=== WRITTEN INSTRUCTION A ===
Count how many lines in the listing contain the string "edge", treating uppercase and lowercase as different, and give only the number.

=== EXTRACT TO READ ===
- - - -
Est Original Gravity: 1.057 SG
Measured Original Gravity: 0.000 SG 
Est Final Gravity: 1.014 SG Measured Final Gravity: 0.000 SG 
Estimated Alcohol by Vol: 5.62 % Actual Alcohol by Vol: 0.00 % 
Bitterness: 34.6 IBU Calories: 0 cal/l 
Est Color: 32.2 EBC Color: Color 

Mash Profile

Mash Name: Single Infusion, Medium Body Total Grain Weight: 6380.00 gm 
Sparge Water: 17.29 L Grain Temperature: 15.0 C 
Sparge Temperature: 75.6 C TunTemperature: 15.0 C 
Adjust Temp for Equipment: TRUE Mash PH: 5.4 PH 

Single Infusion, Medium Body Step Time Name Description Step Temp 
60 min Mash In Add 15.00 L of water at 74.2 C 66.0 C 
10 min Mash Out Add 10.00 L of water at 92.3 C 75.6 C


----------



## RobB (31/8/07)

This is Tess and Mark Szamatulski's Hobgoblin 'clone' from BYO's recipe database. Extract, partial and AG versions are given.

I'm very fond of Hobgoblin, along with everything else which Wychwood produce. Thankfully, they have recently ditched the clear bottles in favour of brown, so it should travel better.

If you're interested, they now also produce an oak-conditioned cider called Green Goblin.


(5 gallons) 

OG =1.059 FG =1.016 SRM = 17.5 IBU = 28 



Ingredients 

6 oz. British crystal malt 
(55 Lovibond) 
1 oz. British chocolate malt 
0.5 oz. British black malt 
6.5 lbs. Muntons extra light dry malt extract (DME) 
4 oz. malto dextrin 
7 AAUs Progress bittering hops (1 oz. of 7% alpha acid) 
3.4 AAUs Styrian Goldings flavor hops (0.66 oz. of 5% alpha acid) 
2.5 AAUs Styrian Goldings aroma hops (0.5 oz. of 5% alpha acid) 
1 tsp. Irish moss 
London Ale yeast (Wyeast 1028) or English Ale yeast (White Labs WLP002)
- - - -
=== INPUT FOR THIS TASK ===
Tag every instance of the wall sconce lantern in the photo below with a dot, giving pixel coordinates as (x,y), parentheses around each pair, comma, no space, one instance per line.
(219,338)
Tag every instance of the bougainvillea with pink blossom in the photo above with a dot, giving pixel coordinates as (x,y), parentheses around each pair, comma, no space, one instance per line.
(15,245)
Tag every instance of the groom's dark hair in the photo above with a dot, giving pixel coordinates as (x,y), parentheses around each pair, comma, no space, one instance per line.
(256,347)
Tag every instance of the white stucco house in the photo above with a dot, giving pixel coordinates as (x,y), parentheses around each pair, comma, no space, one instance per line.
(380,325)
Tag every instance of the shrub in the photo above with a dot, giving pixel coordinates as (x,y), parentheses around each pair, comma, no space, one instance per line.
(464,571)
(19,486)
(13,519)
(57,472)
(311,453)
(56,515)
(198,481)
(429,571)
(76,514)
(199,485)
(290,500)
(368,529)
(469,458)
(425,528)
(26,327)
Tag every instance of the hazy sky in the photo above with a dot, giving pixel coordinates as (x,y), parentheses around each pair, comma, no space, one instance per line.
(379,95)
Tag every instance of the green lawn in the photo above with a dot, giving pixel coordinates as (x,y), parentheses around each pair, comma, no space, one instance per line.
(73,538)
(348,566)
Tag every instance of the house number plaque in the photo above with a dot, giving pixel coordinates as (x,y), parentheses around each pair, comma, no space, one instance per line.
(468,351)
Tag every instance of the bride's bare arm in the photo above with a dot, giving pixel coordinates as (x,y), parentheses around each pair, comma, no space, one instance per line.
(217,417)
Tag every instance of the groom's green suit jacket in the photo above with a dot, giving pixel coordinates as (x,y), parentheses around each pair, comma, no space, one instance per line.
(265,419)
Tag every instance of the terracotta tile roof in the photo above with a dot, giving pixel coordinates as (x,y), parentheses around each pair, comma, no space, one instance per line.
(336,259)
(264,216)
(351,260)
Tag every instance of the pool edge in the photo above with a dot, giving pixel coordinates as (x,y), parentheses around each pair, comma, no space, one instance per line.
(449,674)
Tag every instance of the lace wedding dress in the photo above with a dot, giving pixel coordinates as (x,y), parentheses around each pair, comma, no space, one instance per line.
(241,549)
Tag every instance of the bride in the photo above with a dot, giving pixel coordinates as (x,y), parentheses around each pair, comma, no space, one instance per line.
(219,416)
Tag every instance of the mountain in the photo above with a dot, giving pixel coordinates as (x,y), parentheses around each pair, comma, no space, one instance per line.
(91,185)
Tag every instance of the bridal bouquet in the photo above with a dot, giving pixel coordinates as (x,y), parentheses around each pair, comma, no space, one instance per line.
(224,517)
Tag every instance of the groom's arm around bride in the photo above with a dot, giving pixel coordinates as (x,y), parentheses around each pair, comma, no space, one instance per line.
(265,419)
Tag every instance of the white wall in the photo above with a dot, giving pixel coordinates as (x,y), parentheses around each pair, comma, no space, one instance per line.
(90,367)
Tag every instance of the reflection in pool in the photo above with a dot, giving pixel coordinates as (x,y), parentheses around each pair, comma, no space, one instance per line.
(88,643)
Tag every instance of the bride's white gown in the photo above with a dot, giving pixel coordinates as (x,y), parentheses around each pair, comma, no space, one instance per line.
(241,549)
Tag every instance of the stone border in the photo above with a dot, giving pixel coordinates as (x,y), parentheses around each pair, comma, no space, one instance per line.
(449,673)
- - - -
=== WRITTEN INSTRUCTION B ===
State whether each statement agrees with the Hobgoblin recipe thread above, answering yes or no and quoting the words from the thread that decide it. (i) Wychwood has switched from brown bottles to clear ones. (ii) Green Goblin is an oak-conditioned cider. (iii) The recipe allows either London Ale yeast or English Ale yeast.

=== TASK SOLUTION A ===
1

=== TASK SOLUTION B ===
(i) No: "they have recently ditched the clear bottles in favour of brown"
(ii) Yes: "an oak-conditioned cider called Green Goblin"
(iii) Yes: "London Ale yeast (Wyeast 1028) or English Ale yeast (White Labs WLP002)"